Work instructions: Repeat the data exactly as it stands.

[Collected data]
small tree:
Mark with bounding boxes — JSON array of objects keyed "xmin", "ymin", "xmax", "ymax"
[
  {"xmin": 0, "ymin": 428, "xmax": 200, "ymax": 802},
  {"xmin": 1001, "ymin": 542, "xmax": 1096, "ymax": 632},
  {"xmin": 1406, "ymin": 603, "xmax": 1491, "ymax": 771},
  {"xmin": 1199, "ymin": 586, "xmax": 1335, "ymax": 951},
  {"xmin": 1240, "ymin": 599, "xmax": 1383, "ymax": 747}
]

Task answer:
small tree:
Mark with bounding boxes — JSON array of objects keyed "xmin", "ymin", "xmax", "ymax"
[
  {"xmin": 0, "ymin": 428, "xmax": 200, "ymax": 802},
  {"xmin": 1001, "ymin": 542, "xmax": 1096, "ymax": 632},
  {"xmin": 1406, "ymin": 603, "xmax": 1491, "ymax": 771},
  {"xmin": 1199, "ymin": 586, "xmax": 1335, "ymax": 951},
  {"xmin": 1240, "ymin": 599, "xmax": 1383, "ymax": 747}
]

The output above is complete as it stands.